# About this exercise
If a line in the entries contains the word "placed", list it.

# Natural language region descriptions

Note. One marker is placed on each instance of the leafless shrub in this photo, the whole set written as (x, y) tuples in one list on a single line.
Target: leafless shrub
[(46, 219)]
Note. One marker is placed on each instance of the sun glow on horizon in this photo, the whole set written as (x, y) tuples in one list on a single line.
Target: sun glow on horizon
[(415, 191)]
==
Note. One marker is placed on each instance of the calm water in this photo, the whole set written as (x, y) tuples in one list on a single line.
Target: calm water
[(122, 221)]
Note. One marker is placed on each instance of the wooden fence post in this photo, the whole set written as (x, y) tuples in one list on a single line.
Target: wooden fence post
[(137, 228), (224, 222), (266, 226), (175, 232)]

# Result of the task
Note. One marker is placed on each instance of the leafless shrub in this photo, the whole set written as (x, y) tuples in one list on a single line.
Note. One marker is placed on each instance of the sun glow on horizon in this photo, the whole set written as (x, y) tuples in one list on a single line.
Note. One marker is placed on each instance of the calm water in this photo, the whole set written as (x, y) tuples in one list on a single line.
Note. One marker is placed on each instance of the wooden fence post in this photo, the whole set written as (x, y) tuples in one list on a single line.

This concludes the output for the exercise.